_TEXTO FORNECIDO:_
⁂

Há números (da OMS) que cheguem para chamar a atenção para o problema: as duas condições mentais mais comuns, a depressão e a ansiedade, custam, sozinhas, à economia global, um trilião de dólares todos os anos. Apesar deste número, os orçamentos dos países contemplam, em média, menos de dois por cento dos gastos na saúde mental.
Algumas doenças ou perturbações do foro mental/psiquiátrico, como a depressão, a doença bipolar, a dependência do álcool ou também a vivência de acontecimentos muito traumáticos, podem constituir factores de risco no suicídio. Por ano morrem mais de setecentas mil pessoas no mundo por suicídio, uma pessoa a cada quarenta segundos. Em Portugal, corresponde a três mortes por dia. Este, por sua vez, é a quarta causa de morte no mundo para pessoas entre os quinze e os 29 anos (e a principal para crianças e jovens portugueses entre os dez e os 29).
Dados de 2017 indicam que, na última década, houve um aumento de treze por cento nas doenças mentais e elas são actualmente responsáveis por um em cada cinco anos vividos com incapacidade.
Em Portugal, o mais recente “Estudo Epidemiológico sobre a Saúde Psicológica” dos portugueses indica que os problemas de saúde mental afectam um em cada cinco portugueses. O consumo de ansiolíticos e antidepressivos reforça estes dados, colocando Portugal no quinto lugar da OCDE no consumo destes medicamentos, com o dobro do consumo relativamente a alguns países do mesmo grupo.
Para aqueles que têm mais dificuldade em “visualizar” as doenças e as consequências da ausência de saúde mental, a OMS também estabelece uma relação entre a saúde e a doença física e mental, alertando que há uma correlação entre algumas delas, nomeadamente as doenças cardiovasculares, que podem levar à depressão e vice-versa. O diagnóstico e a vivência de alguma doença que cause sofrimento ou dor física e/ou mental também está relacionado com o aumento da probabilidade de desenvolver alguma perturbação ou doença mental.

⁂

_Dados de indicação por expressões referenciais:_
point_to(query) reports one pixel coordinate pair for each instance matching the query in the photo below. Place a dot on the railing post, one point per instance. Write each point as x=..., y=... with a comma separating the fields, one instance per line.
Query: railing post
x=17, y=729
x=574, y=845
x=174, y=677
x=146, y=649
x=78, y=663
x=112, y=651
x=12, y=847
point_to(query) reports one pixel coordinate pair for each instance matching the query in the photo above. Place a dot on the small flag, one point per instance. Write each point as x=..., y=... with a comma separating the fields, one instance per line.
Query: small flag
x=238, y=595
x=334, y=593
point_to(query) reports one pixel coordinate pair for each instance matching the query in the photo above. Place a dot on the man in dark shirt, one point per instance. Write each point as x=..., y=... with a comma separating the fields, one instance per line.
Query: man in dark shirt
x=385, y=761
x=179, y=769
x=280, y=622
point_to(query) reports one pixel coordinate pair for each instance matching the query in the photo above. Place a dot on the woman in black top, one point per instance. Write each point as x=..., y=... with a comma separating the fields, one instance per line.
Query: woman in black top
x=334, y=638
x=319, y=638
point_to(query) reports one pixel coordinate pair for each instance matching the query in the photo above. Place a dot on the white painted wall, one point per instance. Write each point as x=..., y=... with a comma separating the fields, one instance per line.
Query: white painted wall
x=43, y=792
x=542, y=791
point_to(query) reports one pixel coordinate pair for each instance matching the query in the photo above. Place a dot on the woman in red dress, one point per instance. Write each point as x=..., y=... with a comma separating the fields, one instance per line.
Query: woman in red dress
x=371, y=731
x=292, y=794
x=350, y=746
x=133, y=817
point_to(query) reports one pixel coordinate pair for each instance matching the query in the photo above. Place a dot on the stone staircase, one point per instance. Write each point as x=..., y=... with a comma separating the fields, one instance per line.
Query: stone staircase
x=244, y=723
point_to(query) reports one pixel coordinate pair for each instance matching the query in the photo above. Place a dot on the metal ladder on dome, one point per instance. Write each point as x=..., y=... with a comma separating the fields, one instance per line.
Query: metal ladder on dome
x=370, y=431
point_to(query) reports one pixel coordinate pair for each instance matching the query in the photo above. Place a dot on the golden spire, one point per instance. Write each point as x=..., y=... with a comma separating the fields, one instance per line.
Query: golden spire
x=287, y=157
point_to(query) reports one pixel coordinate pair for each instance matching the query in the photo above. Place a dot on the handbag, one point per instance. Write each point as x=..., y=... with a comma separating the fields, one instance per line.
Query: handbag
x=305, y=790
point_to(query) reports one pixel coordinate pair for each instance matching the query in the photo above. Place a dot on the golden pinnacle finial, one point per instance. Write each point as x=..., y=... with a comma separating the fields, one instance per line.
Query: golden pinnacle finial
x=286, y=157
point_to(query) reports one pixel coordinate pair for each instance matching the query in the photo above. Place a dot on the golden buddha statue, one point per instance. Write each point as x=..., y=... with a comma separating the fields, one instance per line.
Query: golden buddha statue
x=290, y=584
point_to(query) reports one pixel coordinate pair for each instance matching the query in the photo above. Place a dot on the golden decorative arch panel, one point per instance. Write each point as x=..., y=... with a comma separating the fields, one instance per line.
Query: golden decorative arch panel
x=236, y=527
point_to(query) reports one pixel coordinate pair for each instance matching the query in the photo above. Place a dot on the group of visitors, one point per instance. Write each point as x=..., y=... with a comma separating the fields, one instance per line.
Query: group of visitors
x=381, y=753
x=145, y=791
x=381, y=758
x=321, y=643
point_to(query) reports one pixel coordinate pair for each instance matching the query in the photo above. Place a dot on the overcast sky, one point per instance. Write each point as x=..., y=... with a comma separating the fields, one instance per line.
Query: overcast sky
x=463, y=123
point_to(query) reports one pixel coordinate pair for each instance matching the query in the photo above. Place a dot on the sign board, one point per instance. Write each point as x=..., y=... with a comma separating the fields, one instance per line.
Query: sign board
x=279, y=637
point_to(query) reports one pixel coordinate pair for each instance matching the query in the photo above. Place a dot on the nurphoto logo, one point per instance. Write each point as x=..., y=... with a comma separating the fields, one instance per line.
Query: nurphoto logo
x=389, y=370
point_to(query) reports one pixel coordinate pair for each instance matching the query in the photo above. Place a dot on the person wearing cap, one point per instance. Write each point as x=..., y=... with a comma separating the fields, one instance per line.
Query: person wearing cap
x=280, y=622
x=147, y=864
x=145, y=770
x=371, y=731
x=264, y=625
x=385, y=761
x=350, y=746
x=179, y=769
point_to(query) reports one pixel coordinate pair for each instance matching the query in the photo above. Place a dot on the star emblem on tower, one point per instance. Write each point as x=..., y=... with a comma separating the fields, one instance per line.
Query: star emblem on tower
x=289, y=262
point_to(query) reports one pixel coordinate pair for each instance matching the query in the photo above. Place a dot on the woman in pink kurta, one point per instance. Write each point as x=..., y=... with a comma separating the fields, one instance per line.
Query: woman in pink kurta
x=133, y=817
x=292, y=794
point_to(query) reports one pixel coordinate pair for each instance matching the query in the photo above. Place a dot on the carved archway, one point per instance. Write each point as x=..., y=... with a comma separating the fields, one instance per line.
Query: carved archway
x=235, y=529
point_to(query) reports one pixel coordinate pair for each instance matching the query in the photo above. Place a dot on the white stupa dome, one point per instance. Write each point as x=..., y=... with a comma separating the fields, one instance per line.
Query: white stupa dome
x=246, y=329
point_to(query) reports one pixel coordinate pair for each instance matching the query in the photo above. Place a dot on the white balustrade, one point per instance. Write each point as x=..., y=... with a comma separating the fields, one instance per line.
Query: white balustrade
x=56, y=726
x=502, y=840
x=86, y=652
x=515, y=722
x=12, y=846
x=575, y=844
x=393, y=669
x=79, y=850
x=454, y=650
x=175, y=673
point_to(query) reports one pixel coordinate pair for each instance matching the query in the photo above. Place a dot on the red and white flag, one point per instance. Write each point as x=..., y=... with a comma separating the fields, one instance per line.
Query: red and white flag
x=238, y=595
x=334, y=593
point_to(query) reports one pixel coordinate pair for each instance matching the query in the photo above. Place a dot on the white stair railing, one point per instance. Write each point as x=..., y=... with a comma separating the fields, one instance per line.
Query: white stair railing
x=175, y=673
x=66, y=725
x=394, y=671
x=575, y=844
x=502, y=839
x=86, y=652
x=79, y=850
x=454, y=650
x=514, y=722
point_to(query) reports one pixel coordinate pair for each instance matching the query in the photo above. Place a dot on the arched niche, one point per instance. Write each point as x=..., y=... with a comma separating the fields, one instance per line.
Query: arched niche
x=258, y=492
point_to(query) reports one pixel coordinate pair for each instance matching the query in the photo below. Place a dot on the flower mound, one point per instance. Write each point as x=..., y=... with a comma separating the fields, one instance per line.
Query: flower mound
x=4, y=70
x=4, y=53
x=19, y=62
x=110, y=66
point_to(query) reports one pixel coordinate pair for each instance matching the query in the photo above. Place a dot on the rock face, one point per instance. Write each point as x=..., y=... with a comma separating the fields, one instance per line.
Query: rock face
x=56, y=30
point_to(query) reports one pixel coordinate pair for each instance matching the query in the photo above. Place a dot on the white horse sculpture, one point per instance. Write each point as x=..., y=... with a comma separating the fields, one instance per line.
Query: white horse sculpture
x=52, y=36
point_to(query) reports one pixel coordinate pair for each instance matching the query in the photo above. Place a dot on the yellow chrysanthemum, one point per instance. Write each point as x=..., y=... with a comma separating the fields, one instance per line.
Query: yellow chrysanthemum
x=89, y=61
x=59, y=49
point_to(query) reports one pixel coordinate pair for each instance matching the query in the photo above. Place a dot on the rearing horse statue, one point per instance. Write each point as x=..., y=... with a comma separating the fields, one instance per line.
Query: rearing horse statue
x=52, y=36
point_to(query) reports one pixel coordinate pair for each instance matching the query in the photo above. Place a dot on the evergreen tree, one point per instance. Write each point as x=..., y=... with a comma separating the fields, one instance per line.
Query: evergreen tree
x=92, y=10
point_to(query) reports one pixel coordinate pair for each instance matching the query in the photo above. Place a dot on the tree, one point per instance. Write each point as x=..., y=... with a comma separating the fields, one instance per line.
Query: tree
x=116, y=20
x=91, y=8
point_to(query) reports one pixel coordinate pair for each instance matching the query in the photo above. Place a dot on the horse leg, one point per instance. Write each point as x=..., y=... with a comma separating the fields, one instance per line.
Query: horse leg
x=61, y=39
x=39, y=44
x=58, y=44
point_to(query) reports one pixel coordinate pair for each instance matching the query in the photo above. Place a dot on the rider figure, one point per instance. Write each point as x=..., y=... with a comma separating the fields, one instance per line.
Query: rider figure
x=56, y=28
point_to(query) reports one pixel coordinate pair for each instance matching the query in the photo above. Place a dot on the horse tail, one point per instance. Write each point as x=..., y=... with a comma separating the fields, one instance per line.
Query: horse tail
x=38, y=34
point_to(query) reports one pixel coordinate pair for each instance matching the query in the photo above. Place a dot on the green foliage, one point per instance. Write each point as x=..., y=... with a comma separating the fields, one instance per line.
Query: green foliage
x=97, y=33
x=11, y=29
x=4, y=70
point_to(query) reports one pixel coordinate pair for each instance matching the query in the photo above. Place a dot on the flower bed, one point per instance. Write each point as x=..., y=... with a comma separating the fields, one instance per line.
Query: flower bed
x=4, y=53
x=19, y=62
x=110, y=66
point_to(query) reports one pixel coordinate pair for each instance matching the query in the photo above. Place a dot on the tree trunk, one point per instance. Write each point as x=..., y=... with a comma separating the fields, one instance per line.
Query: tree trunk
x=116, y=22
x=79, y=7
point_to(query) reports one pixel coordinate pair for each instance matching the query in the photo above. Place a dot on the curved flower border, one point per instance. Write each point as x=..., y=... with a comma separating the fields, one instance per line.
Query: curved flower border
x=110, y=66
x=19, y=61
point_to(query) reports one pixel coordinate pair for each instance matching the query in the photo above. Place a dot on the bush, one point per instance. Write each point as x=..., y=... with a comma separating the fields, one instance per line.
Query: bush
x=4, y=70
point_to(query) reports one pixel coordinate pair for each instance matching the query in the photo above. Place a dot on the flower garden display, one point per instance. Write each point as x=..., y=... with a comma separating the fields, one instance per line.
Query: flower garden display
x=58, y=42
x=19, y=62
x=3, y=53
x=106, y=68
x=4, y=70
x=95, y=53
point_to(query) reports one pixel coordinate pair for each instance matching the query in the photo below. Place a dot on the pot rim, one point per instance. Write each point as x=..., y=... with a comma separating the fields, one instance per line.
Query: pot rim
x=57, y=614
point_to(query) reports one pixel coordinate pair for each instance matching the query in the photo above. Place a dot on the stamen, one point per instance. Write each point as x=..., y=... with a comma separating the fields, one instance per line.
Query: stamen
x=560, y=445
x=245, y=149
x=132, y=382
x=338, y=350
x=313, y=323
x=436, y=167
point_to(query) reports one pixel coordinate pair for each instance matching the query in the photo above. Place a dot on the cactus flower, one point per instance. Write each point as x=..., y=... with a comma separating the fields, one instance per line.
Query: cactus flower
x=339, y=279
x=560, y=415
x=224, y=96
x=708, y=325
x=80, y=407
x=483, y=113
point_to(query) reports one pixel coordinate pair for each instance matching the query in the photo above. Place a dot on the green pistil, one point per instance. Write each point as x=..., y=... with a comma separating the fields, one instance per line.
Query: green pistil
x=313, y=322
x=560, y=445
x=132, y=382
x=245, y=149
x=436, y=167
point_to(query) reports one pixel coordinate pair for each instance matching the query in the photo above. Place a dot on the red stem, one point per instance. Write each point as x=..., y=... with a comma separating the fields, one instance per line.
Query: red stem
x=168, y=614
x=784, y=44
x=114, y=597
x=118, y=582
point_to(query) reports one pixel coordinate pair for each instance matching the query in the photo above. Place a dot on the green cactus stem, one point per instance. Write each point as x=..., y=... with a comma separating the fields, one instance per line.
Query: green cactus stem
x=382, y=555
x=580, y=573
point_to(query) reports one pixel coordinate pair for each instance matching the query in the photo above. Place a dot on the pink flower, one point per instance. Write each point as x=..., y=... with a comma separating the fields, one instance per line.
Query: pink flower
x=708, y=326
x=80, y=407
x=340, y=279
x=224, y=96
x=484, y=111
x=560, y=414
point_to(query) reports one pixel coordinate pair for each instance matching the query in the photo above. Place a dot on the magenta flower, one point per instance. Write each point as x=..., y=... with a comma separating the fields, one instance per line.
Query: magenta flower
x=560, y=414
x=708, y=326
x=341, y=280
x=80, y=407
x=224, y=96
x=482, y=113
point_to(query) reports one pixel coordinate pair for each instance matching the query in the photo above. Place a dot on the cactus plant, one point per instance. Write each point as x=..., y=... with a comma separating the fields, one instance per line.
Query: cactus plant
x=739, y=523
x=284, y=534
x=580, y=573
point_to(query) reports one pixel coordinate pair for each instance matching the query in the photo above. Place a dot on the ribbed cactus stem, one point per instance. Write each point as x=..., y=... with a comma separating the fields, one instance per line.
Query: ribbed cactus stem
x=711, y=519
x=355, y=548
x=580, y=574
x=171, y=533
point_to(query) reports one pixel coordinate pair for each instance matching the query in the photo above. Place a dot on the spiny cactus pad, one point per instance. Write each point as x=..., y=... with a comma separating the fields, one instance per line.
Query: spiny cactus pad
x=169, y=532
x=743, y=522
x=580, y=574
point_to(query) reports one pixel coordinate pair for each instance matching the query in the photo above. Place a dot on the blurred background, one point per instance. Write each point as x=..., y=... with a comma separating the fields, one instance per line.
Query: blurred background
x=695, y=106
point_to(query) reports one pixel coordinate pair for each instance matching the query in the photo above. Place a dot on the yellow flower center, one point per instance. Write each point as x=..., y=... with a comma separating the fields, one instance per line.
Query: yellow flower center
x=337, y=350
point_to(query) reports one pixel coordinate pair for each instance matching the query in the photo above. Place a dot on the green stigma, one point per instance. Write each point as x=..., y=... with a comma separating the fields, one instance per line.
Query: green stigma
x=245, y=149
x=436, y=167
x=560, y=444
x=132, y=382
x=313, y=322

⁂

_TAREFA PROPOSTA:_ Transcreva novamente o trecho do texto sobre saúde mental que começa em "Para aqueles que" e prossegue até "ou doença mental.", alterando "doenças cardiovasculares" para "doenças respiratórias". Os registos provêm de uma fonte distinta da do texto.

_RESPOSTA ESCRITA:_
Para aqueles que têm mais dificuldade em “visualizar” as doenças e as consequências da ausência de saúde mental, a OMS também estabelece uma relação entre a saúde e a doença física e mental, alertando que há uma correlação entre algumas delas, nomeadamente as doenças respiratórias, que podem levar à depressão e vice-versa. O diagnóstico e a vivência de alguma doença que cause sofrimento ou dor física e/ou mental também está relacionado com o aumento da probabilidade de desenvolver alguma perturbação ou doença mental.